▶ WHAT NEEDS TO BE DONE
Write out, word for word, everything below from the line containing "Produce ground-truth annotations for the ornate" down to the end of the entries, including both of those ends.

Entries in a dataset
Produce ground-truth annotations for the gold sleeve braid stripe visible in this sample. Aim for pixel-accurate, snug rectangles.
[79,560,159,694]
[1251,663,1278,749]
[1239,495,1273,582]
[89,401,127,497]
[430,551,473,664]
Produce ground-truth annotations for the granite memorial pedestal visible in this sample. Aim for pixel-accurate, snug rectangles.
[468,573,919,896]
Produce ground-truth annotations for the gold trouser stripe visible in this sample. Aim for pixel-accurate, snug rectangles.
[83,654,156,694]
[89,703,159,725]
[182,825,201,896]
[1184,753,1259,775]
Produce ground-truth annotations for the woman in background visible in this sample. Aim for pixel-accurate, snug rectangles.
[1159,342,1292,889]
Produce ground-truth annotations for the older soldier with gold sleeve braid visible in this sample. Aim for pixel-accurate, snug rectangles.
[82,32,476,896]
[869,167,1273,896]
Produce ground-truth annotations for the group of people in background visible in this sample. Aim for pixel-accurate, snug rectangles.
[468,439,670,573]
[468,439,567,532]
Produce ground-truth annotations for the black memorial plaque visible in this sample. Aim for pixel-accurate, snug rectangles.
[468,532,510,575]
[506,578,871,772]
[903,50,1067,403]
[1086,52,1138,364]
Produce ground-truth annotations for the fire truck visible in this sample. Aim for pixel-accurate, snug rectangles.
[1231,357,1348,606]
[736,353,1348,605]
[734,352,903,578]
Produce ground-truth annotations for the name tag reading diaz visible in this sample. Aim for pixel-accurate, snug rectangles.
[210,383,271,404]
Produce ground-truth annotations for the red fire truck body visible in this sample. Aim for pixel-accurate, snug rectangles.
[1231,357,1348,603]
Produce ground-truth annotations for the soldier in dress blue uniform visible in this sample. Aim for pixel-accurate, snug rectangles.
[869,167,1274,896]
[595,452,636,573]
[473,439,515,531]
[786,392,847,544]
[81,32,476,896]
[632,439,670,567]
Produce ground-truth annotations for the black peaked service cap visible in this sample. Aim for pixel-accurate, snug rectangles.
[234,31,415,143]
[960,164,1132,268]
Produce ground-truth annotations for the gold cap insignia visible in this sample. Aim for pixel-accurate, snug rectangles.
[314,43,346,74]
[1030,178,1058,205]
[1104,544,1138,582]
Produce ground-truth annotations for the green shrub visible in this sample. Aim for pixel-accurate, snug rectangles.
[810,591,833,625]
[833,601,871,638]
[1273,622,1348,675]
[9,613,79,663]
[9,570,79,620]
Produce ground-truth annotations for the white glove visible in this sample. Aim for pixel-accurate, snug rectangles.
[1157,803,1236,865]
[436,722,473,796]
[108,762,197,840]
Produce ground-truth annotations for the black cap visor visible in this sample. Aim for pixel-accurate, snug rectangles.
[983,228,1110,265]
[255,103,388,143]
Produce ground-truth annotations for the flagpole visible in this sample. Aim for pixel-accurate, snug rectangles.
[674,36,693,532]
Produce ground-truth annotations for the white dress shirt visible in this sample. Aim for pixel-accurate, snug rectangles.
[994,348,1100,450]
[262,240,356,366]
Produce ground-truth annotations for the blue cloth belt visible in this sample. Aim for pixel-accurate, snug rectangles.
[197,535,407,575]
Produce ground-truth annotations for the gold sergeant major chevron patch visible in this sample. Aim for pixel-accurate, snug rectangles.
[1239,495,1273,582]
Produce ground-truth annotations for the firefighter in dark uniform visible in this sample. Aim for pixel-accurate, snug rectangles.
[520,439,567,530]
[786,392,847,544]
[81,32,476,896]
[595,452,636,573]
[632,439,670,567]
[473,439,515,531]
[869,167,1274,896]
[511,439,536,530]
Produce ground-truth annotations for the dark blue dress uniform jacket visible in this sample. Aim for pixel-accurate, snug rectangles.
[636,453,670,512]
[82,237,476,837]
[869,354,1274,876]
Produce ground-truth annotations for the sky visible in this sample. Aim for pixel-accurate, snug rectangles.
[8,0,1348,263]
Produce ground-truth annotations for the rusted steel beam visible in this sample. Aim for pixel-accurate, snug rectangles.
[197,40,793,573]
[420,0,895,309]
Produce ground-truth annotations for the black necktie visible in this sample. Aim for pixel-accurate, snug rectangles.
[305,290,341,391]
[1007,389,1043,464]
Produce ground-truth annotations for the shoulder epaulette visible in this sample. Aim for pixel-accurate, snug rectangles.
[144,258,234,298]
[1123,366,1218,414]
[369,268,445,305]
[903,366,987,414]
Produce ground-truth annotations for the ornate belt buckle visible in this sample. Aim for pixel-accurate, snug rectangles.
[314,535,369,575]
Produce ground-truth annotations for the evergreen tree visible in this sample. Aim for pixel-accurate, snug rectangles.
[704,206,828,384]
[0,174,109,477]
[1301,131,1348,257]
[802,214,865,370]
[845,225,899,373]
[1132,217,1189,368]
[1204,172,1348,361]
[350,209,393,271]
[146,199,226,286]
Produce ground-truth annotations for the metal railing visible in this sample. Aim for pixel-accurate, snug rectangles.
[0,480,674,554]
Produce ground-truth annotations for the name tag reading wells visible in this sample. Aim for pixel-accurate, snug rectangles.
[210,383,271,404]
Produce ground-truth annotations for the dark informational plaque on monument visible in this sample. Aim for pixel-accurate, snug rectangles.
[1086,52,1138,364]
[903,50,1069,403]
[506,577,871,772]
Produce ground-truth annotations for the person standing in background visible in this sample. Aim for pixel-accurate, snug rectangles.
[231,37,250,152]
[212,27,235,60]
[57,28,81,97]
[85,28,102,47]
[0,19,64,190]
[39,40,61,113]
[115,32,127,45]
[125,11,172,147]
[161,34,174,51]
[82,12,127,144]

▶ REPLY TO THE EXERCISE
Produce ground-truth annotations for the ornate belt buckle visible in this sample. Aim for pixel-accurate, snug rectangles.
[314,535,369,575]
Produce ground-truth annotations for the evergreen tree visible in this sample. Aim for pixel-accurate, snug rectangles.
[704,206,828,384]
[0,174,109,477]
[1301,131,1348,257]
[802,214,865,370]
[845,225,899,373]
[1132,217,1189,368]
[1204,172,1348,361]
[350,209,393,271]
[146,199,226,286]
Produce ground-truth annotations for the metal railing visible in this sample. Aim for pixel-accurate, snug rectangles.
[0,480,674,554]
Produce ground-truth annotations for the name tag reading wells visible in this sample. Aim for pixel-accurate, snug rectangles.
[210,383,271,404]
Produce ground-truth annotations for the dark informational plaque on monument visible in this sample. Aim for pixel-accurate, snug rectangles.
[1086,52,1138,364]
[903,50,1069,403]
[506,577,871,772]
Produce ground-truth annotations for the person standing in background visible in this sample. Aim for pixel-accurate, snug rectangles.
[231,37,250,152]
[212,27,235,60]
[57,28,81,97]
[85,28,102,47]
[0,19,64,190]
[39,40,61,113]
[115,32,127,45]
[125,11,172,147]
[161,34,174,51]
[82,12,127,144]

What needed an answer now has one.